Work to complete:
Check every line below for the string "distant", and copy the lines that contain it.

Material for the task:
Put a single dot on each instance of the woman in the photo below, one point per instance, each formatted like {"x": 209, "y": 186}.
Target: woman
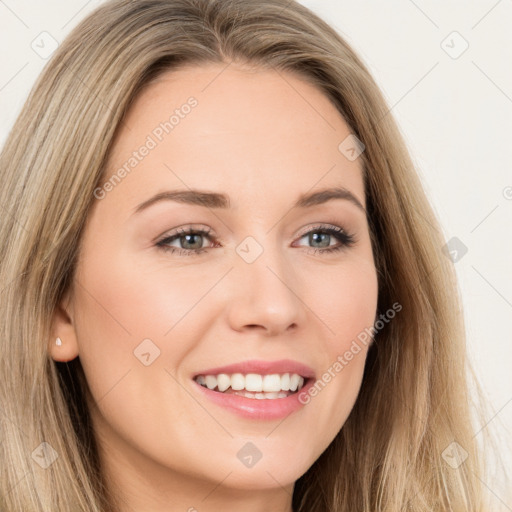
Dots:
{"x": 260, "y": 374}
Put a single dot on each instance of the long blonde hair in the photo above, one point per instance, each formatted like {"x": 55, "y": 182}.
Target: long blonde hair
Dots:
{"x": 414, "y": 401}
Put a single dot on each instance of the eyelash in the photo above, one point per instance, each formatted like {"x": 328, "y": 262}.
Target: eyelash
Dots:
{"x": 346, "y": 240}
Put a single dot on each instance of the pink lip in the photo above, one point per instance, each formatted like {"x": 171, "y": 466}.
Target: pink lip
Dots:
{"x": 262, "y": 368}
{"x": 255, "y": 409}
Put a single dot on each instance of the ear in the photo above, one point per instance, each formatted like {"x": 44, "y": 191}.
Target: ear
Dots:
{"x": 63, "y": 327}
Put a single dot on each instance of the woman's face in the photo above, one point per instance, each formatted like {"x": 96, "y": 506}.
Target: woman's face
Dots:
{"x": 152, "y": 308}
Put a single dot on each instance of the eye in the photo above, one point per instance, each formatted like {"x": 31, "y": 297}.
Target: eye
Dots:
{"x": 191, "y": 240}
{"x": 321, "y": 237}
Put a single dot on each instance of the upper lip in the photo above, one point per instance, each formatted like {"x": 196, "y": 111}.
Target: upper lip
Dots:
{"x": 262, "y": 367}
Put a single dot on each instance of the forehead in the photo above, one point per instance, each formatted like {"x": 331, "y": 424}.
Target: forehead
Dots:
{"x": 245, "y": 130}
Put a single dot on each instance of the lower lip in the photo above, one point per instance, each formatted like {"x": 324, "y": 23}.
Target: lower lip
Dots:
{"x": 257, "y": 409}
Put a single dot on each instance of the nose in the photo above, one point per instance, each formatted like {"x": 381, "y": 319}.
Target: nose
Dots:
{"x": 265, "y": 295}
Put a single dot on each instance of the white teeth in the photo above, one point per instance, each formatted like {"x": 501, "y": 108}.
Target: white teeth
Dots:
{"x": 272, "y": 382}
{"x": 258, "y": 386}
{"x": 223, "y": 382}
{"x": 253, "y": 382}
{"x": 285, "y": 382}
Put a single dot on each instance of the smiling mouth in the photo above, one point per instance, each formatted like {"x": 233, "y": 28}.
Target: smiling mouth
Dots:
{"x": 253, "y": 385}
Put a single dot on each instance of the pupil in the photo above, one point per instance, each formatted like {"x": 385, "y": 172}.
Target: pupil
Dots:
{"x": 189, "y": 236}
{"x": 316, "y": 235}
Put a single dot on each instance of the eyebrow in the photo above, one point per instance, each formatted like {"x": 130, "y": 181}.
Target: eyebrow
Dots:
{"x": 218, "y": 200}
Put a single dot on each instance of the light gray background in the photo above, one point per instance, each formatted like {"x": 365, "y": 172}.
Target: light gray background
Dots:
{"x": 455, "y": 112}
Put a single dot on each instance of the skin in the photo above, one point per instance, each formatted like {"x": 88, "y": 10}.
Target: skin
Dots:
{"x": 263, "y": 138}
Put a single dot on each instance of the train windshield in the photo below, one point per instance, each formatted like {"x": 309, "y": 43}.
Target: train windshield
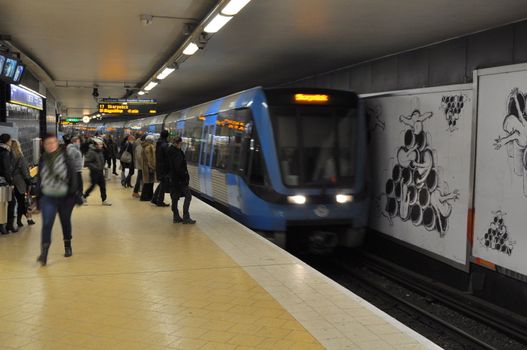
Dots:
{"x": 316, "y": 144}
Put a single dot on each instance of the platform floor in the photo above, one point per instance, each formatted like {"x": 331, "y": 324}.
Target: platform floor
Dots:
{"x": 137, "y": 281}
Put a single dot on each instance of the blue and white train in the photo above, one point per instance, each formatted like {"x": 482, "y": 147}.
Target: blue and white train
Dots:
{"x": 278, "y": 159}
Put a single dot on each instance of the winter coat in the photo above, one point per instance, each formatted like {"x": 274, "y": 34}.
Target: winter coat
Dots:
{"x": 6, "y": 163}
{"x": 138, "y": 154}
{"x": 149, "y": 162}
{"x": 74, "y": 153}
{"x": 21, "y": 178}
{"x": 71, "y": 178}
{"x": 162, "y": 166}
{"x": 95, "y": 160}
{"x": 178, "y": 172}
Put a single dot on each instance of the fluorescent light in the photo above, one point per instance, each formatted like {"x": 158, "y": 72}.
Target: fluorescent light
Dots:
{"x": 217, "y": 23}
{"x": 165, "y": 73}
{"x": 234, "y": 6}
{"x": 298, "y": 199}
{"x": 190, "y": 49}
{"x": 151, "y": 85}
{"x": 342, "y": 198}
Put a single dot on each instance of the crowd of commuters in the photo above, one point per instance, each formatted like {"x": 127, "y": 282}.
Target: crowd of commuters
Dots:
{"x": 58, "y": 186}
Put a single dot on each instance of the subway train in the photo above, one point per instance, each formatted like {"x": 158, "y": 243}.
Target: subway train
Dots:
{"x": 279, "y": 160}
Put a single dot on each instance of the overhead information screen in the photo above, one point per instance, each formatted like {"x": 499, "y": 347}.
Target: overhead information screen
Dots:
{"x": 25, "y": 97}
{"x": 124, "y": 106}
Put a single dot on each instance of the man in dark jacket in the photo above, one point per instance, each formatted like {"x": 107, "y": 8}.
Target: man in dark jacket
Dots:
{"x": 179, "y": 181}
{"x": 162, "y": 170}
{"x": 95, "y": 162}
{"x": 6, "y": 171}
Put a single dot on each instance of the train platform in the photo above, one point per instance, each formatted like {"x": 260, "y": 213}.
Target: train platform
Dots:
{"x": 138, "y": 281}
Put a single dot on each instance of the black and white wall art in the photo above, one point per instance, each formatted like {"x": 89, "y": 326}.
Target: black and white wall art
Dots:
{"x": 421, "y": 168}
{"x": 501, "y": 167}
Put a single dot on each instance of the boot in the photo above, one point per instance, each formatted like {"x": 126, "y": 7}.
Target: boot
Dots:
{"x": 67, "y": 249}
{"x": 43, "y": 257}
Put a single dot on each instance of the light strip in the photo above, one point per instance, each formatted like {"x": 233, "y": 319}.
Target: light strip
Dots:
{"x": 217, "y": 23}
{"x": 151, "y": 85}
{"x": 190, "y": 49}
{"x": 234, "y": 6}
{"x": 165, "y": 73}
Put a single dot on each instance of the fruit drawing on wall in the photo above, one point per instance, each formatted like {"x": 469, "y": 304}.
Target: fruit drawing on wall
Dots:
{"x": 515, "y": 135}
{"x": 497, "y": 237}
{"x": 452, "y": 106}
{"x": 415, "y": 191}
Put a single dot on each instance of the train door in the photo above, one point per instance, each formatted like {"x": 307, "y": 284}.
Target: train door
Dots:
{"x": 206, "y": 155}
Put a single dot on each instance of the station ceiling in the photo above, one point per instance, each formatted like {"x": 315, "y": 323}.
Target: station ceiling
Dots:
{"x": 82, "y": 43}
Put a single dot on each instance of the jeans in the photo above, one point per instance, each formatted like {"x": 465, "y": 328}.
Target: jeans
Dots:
{"x": 109, "y": 162}
{"x": 138, "y": 181}
{"x": 49, "y": 207}
{"x": 174, "y": 195}
{"x": 97, "y": 178}
{"x": 159, "y": 194}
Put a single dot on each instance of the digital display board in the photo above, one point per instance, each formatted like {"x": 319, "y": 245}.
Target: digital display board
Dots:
{"x": 25, "y": 97}
{"x": 2, "y": 61}
{"x": 9, "y": 68}
{"x": 125, "y": 108}
{"x": 18, "y": 73}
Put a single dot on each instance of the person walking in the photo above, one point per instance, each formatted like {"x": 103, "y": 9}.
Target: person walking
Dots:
{"x": 111, "y": 153}
{"x": 57, "y": 189}
{"x": 149, "y": 168}
{"x": 95, "y": 162}
{"x": 127, "y": 161}
{"x": 138, "y": 160}
{"x": 74, "y": 153}
{"x": 21, "y": 182}
{"x": 6, "y": 166}
{"x": 179, "y": 182}
{"x": 162, "y": 170}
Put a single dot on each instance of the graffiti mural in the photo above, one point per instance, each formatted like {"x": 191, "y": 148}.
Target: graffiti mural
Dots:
{"x": 497, "y": 236}
{"x": 414, "y": 191}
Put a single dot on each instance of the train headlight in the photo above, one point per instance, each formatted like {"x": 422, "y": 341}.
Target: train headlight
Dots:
{"x": 298, "y": 199}
{"x": 343, "y": 198}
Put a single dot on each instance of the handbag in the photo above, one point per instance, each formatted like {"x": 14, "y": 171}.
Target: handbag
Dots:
{"x": 126, "y": 157}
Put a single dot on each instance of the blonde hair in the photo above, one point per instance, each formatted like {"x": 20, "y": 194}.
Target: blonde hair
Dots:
{"x": 16, "y": 148}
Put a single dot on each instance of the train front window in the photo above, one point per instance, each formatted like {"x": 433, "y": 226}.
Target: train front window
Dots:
{"x": 315, "y": 145}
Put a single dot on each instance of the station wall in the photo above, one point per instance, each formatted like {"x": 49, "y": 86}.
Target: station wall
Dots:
{"x": 447, "y": 63}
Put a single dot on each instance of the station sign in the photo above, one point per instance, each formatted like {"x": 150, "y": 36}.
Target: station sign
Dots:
{"x": 127, "y": 108}
{"x": 25, "y": 97}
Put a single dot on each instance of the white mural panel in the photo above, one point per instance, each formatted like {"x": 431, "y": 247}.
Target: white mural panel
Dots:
{"x": 500, "y": 230}
{"x": 420, "y": 144}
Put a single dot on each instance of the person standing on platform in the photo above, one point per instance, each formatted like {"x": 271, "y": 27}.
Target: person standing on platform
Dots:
{"x": 6, "y": 171}
{"x": 95, "y": 162}
{"x": 127, "y": 161}
{"x": 57, "y": 189}
{"x": 179, "y": 182}
{"x": 111, "y": 153}
{"x": 74, "y": 153}
{"x": 22, "y": 182}
{"x": 138, "y": 164}
{"x": 149, "y": 168}
{"x": 162, "y": 170}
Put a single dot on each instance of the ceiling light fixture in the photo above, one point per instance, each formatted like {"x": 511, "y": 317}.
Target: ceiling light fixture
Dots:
{"x": 166, "y": 72}
{"x": 234, "y": 6}
{"x": 190, "y": 49}
{"x": 151, "y": 85}
{"x": 216, "y": 24}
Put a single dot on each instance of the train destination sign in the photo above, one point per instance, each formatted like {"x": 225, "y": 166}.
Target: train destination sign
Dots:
{"x": 127, "y": 108}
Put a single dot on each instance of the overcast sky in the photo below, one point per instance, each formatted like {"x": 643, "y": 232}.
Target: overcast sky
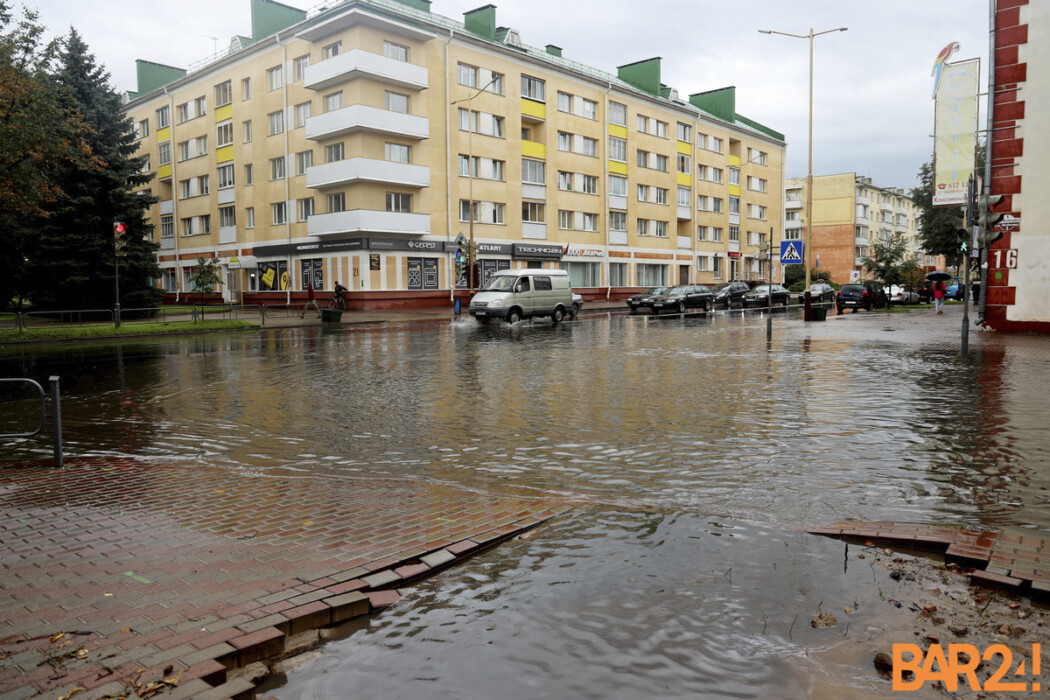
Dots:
{"x": 873, "y": 109}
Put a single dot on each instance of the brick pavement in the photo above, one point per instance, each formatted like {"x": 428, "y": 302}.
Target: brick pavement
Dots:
{"x": 119, "y": 573}
{"x": 1011, "y": 558}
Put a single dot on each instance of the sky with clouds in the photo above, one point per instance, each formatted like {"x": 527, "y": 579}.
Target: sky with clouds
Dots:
{"x": 873, "y": 107}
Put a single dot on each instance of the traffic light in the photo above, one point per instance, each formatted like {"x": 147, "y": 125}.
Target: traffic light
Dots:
{"x": 987, "y": 219}
{"x": 120, "y": 238}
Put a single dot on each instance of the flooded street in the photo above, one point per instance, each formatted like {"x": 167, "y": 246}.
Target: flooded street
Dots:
{"x": 691, "y": 448}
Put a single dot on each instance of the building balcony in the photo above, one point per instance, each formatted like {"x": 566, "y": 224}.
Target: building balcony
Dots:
{"x": 362, "y": 118}
{"x": 368, "y": 220}
{"x": 357, "y": 63}
{"x": 366, "y": 170}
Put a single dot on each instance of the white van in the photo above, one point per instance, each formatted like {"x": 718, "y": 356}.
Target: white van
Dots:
{"x": 518, "y": 294}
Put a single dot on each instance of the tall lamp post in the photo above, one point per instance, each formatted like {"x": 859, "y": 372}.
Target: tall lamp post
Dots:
{"x": 809, "y": 177}
{"x": 470, "y": 174}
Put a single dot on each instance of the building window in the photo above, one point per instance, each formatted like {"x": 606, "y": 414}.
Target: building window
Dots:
{"x": 396, "y": 51}
{"x": 332, "y": 50}
{"x": 398, "y": 203}
{"x": 397, "y": 102}
{"x": 227, "y": 216}
{"x": 398, "y": 152}
{"x": 302, "y": 112}
{"x": 533, "y": 172}
{"x": 583, "y": 274}
{"x": 277, "y": 168}
{"x": 467, "y": 75}
{"x": 279, "y": 213}
{"x": 533, "y": 88}
{"x": 333, "y": 152}
{"x": 533, "y": 212}
{"x": 333, "y": 101}
{"x": 651, "y": 275}
{"x": 224, "y": 93}
{"x": 337, "y": 202}
{"x": 299, "y": 67}
{"x": 224, "y": 134}
{"x": 275, "y": 78}
{"x": 225, "y": 176}
{"x": 276, "y": 122}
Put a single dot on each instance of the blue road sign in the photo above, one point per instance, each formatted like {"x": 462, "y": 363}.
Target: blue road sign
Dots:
{"x": 791, "y": 252}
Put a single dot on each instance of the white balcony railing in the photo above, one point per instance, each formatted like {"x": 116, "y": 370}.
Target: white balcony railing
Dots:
{"x": 362, "y": 118}
{"x": 357, "y": 63}
{"x": 368, "y": 220}
{"x": 368, "y": 170}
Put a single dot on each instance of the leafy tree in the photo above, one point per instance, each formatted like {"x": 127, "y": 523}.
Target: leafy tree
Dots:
{"x": 39, "y": 132}
{"x": 75, "y": 252}
{"x": 888, "y": 261}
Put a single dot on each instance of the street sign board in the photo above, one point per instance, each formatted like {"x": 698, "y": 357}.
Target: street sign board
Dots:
{"x": 791, "y": 252}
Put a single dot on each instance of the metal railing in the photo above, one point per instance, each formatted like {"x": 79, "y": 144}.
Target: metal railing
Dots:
{"x": 56, "y": 415}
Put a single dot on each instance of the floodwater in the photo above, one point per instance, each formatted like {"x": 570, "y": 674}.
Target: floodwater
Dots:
{"x": 693, "y": 448}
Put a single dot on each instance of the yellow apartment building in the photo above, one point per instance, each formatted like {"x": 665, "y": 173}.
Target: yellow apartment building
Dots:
{"x": 848, "y": 214}
{"x": 354, "y": 144}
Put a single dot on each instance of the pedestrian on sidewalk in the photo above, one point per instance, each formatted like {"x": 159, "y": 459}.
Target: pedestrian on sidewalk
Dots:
{"x": 940, "y": 291}
{"x": 311, "y": 301}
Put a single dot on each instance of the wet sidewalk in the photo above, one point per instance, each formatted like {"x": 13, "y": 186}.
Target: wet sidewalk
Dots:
{"x": 123, "y": 576}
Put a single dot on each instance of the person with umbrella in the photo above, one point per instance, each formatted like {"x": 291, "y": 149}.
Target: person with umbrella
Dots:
{"x": 940, "y": 291}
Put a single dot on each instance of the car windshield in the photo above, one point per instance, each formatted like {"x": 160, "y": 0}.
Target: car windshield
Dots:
{"x": 500, "y": 283}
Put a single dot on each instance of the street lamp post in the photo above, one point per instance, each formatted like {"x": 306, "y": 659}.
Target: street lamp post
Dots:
{"x": 809, "y": 177}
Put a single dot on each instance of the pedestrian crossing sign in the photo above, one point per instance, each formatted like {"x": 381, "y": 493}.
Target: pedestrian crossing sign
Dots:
{"x": 791, "y": 252}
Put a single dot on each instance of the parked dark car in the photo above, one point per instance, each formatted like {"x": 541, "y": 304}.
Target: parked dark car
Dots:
{"x": 860, "y": 295}
{"x": 683, "y": 297}
{"x": 641, "y": 300}
{"x": 760, "y": 296}
{"x": 730, "y": 294}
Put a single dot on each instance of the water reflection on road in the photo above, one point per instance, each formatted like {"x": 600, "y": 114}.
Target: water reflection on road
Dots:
{"x": 658, "y": 424}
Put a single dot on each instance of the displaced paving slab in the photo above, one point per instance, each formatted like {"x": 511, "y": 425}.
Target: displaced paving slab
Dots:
{"x": 142, "y": 572}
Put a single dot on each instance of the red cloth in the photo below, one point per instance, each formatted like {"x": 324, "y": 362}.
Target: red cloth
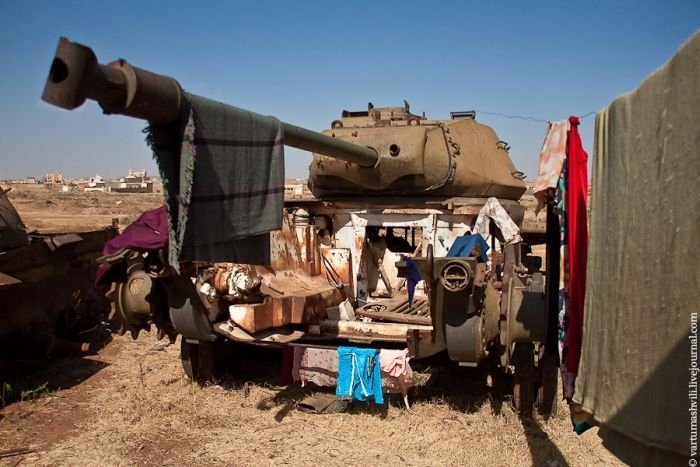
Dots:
{"x": 577, "y": 232}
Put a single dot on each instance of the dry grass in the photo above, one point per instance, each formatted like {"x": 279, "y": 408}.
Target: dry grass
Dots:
{"x": 140, "y": 409}
{"x": 132, "y": 404}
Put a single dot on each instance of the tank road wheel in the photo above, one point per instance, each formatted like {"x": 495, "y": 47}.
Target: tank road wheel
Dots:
{"x": 524, "y": 378}
{"x": 197, "y": 360}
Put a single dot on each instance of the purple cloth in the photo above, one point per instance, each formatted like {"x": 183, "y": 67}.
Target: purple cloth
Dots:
{"x": 148, "y": 232}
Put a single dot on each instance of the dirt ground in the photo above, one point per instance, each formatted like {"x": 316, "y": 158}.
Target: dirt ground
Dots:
{"x": 46, "y": 209}
{"x": 132, "y": 405}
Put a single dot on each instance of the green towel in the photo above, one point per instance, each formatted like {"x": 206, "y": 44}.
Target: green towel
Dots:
{"x": 223, "y": 175}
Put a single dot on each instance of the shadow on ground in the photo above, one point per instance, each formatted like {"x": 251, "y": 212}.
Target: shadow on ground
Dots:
{"x": 24, "y": 379}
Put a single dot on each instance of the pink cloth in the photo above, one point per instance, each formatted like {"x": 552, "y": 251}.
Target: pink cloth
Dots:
{"x": 394, "y": 362}
{"x": 552, "y": 158}
{"x": 397, "y": 375}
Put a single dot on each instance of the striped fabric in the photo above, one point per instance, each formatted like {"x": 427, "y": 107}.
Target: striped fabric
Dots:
{"x": 223, "y": 174}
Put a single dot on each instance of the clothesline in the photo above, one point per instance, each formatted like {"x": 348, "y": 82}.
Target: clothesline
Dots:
{"x": 526, "y": 117}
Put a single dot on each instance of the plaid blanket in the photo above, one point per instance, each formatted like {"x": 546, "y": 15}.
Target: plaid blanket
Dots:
{"x": 223, "y": 175}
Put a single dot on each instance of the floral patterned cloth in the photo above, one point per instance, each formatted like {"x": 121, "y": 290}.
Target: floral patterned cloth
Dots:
{"x": 552, "y": 158}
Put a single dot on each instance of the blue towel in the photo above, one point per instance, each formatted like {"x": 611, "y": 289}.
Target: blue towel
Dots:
{"x": 464, "y": 245}
{"x": 412, "y": 278}
{"x": 359, "y": 374}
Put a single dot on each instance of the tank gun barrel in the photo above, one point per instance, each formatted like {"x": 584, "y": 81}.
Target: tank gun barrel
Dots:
{"x": 121, "y": 88}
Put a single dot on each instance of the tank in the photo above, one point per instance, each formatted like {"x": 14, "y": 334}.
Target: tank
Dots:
{"x": 417, "y": 157}
{"x": 391, "y": 194}
{"x": 47, "y": 303}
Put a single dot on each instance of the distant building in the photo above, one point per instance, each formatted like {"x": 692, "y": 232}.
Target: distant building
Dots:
{"x": 296, "y": 189}
{"x": 137, "y": 181}
{"x": 97, "y": 183}
{"x": 54, "y": 178}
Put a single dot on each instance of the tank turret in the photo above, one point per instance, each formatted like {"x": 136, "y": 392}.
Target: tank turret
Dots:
{"x": 379, "y": 152}
{"x": 419, "y": 157}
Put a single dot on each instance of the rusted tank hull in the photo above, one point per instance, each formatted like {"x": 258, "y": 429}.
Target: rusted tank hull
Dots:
{"x": 47, "y": 297}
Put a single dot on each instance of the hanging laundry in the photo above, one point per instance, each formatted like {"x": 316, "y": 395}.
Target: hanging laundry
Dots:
{"x": 563, "y": 183}
{"x": 465, "y": 245}
{"x": 313, "y": 365}
{"x": 223, "y": 167}
{"x": 559, "y": 201}
{"x": 552, "y": 158}
{"x": 577, "y": 239}
{"x": 148, "y": 232}
{"x": 397, "y": 375}
{"x": 359, "y": 374}
{"x": 493, "y": 211}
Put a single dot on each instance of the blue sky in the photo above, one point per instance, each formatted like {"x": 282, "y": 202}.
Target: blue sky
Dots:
{"x": 306, "y": 61}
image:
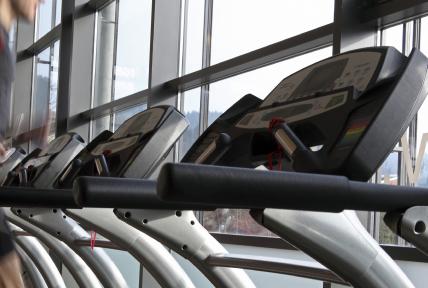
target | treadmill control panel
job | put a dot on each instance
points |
(294, 111)
(342, 116)
(358, 70)
(133, 151)
(41, 167)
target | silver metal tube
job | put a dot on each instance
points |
(57, 224)
(41, 259)
(340, 242)
(151, 254)
(180, 231)
(34, 274)
(80, 271)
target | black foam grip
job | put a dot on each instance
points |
(224, 187)
(248, 188)
(34, 197)
(108, 192)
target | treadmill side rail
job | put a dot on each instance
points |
(338, 241)
(180, 231)
(41, 259)
(149, 252)
(66, 229)
(34, 274)
(81, 273)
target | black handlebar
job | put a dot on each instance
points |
(202, 187)
(224, 187)
(121, 193)
(33, 197)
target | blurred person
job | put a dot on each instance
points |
(10, 10)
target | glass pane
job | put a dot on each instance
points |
(393, 36)
(44, 19)
(48, 16)
(43, 115)
(99, 125)
(58, 12)
(122, 116)
(12, 38)
(194, 29)
(241, 26)
(53, 89)
(422, 124)
(388, 174)
(191, 109)
(258, 82)
(133, 50)
(103, 81)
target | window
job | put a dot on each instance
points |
(112, 122)
(393, 36)
(193, 35)
(48, 16)
(133, 49)
(122, 57)
(191, 109)
(103, 80)
(43, 111)
(388, 174)
(122, 116)
(241, 26)
(422, 120)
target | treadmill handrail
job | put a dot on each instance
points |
(204, 187)
(225, 187)
(36, 197)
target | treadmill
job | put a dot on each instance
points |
(82, 274)
(340, 116)
(38, 170)
(135, 151)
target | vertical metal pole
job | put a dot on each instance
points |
(349, 32)
(206, 62)
(64, 70)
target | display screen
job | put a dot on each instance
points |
(320, 79)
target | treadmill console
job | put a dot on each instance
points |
(342, 115)
(133, 151)
(42, 166)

Problem solution:
Put a single dot on each instance of the distant building in the photo above, one point per instance, each formatted like {"x": 692, "y": 232}.
Target: distant building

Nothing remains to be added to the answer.